__Exercise aim__
Every line below from the one containing "output | one point per instance, like (134,5)" through the one containing "output | one point per instance, like (144,91)" must be transcribed exactly. Omit all lines outside that stretch.

(Collected data entries)
+ + + +

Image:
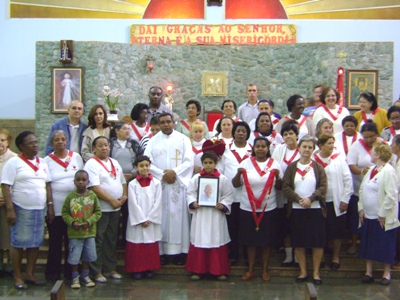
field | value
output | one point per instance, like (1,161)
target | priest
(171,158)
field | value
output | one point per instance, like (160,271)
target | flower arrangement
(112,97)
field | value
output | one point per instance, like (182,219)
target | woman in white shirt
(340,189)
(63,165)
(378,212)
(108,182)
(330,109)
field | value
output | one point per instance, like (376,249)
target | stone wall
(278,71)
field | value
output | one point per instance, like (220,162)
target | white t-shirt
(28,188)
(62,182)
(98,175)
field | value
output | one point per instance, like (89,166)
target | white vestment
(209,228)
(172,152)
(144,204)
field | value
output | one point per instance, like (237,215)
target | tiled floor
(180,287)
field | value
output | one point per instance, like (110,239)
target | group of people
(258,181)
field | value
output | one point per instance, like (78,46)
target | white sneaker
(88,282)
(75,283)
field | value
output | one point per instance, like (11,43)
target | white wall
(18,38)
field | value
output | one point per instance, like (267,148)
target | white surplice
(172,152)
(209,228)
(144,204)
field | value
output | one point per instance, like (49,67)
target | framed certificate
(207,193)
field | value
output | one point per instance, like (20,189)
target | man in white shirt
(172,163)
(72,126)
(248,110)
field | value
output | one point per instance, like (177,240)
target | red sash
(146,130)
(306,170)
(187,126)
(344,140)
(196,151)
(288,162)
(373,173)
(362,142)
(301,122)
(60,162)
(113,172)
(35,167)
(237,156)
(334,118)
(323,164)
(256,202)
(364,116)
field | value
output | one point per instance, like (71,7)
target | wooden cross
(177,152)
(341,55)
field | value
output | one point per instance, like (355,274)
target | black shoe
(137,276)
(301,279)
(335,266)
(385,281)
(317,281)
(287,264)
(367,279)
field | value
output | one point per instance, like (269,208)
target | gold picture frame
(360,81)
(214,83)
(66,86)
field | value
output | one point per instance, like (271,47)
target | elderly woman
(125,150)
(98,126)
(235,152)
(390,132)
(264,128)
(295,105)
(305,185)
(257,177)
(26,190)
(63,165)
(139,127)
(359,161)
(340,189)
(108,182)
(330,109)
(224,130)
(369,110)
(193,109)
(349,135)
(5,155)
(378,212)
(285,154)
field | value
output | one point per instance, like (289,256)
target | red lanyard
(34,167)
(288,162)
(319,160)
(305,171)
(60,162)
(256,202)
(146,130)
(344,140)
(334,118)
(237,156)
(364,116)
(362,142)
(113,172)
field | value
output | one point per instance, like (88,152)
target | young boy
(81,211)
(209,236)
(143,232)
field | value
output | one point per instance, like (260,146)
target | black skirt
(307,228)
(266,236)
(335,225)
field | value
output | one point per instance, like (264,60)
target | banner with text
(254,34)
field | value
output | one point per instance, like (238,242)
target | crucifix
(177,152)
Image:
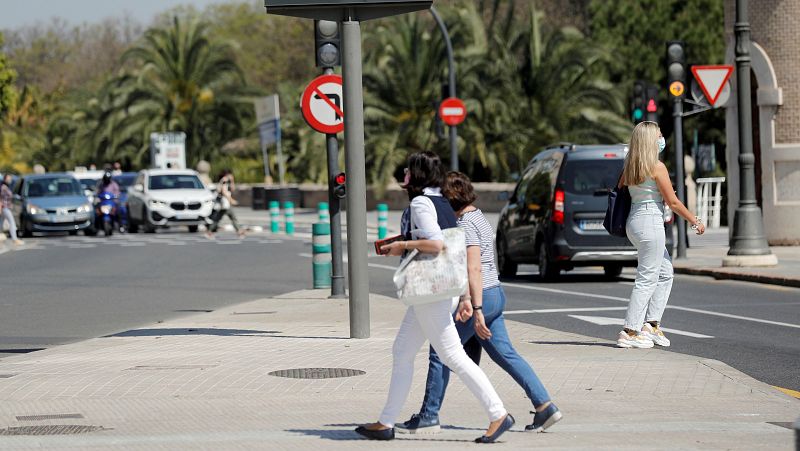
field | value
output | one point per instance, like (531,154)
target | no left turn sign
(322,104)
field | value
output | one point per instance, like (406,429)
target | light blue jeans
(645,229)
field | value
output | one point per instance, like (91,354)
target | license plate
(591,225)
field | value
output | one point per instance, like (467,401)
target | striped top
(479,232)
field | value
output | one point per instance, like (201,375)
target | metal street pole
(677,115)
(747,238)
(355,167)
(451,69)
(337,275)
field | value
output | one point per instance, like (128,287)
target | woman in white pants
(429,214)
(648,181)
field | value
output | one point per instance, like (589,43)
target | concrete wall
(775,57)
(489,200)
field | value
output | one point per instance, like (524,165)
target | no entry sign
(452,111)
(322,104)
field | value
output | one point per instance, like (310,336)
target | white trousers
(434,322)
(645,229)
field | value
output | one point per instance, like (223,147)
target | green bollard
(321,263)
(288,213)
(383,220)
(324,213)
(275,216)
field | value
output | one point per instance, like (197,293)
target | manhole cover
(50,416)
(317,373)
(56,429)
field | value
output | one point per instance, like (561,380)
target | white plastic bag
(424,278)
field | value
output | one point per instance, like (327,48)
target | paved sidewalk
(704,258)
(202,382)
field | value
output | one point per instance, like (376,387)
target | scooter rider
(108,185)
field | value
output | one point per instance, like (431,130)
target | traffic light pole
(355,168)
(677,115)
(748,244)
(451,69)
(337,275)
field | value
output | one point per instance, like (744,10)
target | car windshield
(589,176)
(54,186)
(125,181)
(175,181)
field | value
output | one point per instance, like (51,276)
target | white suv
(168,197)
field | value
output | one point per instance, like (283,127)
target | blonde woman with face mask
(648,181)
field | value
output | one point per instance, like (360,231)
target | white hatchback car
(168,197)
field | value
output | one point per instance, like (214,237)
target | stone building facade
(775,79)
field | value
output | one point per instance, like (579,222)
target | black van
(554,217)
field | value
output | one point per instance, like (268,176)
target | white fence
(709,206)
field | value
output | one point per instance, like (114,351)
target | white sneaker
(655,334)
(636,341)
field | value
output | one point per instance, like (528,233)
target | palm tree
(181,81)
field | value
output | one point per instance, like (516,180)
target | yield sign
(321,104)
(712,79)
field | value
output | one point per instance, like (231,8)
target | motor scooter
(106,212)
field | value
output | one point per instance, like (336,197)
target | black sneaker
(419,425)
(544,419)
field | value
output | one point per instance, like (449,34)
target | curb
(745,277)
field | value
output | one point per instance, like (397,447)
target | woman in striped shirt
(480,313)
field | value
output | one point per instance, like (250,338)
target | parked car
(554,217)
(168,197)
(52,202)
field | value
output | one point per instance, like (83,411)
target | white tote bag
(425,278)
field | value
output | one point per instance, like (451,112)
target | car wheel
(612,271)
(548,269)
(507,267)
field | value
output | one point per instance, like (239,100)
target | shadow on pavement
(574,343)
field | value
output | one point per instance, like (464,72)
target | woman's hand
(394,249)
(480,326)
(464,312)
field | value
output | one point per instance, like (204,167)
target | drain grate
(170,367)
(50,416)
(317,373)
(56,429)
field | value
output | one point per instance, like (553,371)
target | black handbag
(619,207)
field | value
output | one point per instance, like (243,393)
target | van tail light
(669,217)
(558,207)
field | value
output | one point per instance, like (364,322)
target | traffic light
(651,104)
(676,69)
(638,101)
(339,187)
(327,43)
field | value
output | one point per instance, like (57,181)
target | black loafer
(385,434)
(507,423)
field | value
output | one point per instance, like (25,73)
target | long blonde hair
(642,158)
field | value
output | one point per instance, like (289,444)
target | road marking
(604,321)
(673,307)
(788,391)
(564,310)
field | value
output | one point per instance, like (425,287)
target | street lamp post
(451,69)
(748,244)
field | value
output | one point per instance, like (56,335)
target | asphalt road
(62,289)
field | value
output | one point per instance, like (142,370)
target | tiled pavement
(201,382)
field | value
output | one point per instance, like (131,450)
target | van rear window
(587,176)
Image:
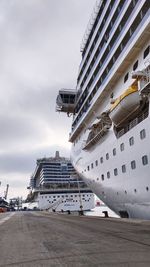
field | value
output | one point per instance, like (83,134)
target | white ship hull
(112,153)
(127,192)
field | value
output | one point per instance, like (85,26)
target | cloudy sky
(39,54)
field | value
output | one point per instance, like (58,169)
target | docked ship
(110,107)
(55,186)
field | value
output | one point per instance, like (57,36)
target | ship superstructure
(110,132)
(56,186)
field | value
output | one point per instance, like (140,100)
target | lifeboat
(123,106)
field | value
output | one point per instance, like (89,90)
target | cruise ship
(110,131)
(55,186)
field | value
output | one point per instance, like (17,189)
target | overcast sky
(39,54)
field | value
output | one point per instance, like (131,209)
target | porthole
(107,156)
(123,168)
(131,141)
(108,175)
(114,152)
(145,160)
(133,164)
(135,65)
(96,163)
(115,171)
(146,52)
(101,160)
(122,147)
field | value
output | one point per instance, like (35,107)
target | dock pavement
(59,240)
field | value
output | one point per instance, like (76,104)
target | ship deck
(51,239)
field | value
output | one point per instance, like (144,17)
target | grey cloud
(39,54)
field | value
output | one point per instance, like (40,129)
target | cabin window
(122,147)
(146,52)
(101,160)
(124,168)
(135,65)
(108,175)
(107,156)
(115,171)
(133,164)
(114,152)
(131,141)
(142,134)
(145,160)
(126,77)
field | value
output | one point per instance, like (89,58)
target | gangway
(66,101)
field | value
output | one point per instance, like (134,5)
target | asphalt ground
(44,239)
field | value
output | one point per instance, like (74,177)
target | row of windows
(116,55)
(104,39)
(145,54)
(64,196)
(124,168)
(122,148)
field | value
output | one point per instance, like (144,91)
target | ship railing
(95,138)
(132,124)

+ + + +

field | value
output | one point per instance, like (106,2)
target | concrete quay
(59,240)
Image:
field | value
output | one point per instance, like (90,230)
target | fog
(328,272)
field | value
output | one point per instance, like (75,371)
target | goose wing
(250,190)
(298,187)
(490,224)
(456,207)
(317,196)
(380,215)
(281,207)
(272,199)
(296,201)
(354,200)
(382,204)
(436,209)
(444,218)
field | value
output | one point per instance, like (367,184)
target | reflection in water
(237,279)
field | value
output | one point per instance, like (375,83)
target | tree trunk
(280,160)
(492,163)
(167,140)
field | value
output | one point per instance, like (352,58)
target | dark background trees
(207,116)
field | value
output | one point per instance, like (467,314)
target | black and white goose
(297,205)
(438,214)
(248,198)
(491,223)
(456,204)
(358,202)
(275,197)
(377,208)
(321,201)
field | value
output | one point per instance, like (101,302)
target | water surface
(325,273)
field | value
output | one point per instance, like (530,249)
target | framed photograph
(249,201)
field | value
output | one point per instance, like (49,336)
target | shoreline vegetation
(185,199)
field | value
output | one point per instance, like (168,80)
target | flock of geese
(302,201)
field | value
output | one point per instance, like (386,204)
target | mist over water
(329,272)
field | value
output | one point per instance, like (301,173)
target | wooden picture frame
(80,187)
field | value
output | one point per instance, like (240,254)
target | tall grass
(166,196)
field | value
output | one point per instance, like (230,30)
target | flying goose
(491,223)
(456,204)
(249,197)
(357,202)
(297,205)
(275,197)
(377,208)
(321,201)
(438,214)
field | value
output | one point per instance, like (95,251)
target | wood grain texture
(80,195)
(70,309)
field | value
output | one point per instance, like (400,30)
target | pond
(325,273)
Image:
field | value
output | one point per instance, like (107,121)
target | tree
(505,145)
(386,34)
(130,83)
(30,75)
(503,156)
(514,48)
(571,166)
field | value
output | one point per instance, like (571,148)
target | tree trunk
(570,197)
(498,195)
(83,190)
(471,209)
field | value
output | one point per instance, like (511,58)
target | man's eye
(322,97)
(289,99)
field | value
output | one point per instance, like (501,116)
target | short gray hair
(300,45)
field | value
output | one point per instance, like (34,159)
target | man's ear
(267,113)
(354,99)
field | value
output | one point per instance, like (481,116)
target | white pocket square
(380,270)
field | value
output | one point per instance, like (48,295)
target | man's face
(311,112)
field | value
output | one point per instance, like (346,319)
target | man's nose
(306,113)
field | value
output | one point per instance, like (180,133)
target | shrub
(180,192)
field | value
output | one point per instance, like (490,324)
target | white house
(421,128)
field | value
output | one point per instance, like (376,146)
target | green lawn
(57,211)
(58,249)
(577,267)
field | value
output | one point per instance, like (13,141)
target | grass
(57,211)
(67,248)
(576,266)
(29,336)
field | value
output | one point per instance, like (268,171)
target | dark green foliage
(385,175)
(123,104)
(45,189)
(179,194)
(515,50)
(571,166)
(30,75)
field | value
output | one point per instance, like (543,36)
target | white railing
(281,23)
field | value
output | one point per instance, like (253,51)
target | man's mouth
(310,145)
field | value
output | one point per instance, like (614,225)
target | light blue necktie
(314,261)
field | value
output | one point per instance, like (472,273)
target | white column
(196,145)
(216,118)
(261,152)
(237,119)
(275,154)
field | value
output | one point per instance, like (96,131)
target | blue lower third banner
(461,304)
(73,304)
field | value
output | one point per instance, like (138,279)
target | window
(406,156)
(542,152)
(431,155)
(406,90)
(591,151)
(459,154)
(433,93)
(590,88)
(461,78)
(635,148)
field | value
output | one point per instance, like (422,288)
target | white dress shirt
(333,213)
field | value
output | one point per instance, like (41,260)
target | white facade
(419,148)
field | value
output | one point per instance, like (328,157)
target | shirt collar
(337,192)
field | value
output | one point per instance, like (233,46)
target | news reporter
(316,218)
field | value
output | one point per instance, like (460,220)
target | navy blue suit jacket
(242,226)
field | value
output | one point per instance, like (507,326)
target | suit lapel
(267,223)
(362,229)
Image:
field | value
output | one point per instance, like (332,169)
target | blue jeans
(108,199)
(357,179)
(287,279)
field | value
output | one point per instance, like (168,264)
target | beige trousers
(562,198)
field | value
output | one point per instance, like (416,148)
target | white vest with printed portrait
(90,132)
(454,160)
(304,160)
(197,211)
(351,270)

+ + + +

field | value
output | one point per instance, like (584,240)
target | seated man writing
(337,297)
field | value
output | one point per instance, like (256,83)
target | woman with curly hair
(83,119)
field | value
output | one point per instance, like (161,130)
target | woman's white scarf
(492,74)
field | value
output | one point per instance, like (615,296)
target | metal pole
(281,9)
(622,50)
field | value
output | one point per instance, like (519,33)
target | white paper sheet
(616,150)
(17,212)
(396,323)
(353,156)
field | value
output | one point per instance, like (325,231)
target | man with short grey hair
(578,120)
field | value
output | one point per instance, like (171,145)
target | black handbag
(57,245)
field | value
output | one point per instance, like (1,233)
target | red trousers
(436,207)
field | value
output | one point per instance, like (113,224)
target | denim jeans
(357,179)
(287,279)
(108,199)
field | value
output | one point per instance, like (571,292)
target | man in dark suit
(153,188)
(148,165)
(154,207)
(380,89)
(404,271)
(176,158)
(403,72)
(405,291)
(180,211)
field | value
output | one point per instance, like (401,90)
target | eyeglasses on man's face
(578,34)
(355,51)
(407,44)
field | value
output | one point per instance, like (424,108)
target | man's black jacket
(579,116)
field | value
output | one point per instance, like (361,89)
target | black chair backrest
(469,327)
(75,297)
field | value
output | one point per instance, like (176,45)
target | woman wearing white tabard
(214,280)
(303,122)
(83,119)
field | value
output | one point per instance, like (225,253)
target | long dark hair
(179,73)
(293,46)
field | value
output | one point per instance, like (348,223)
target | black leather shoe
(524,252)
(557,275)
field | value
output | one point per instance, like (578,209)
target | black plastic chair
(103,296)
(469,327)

+ + + +

__Result__
output | one point per instance, like (134,5)
target | asphalt ground
(44,239)
field | value
output | one point per instance, like (74,177)
target | row of windows
(116,55)
(104,39)
(145,54)
(64,196)
(124,168)
(122,148)
field | value
output | one point per instance, like (144,91)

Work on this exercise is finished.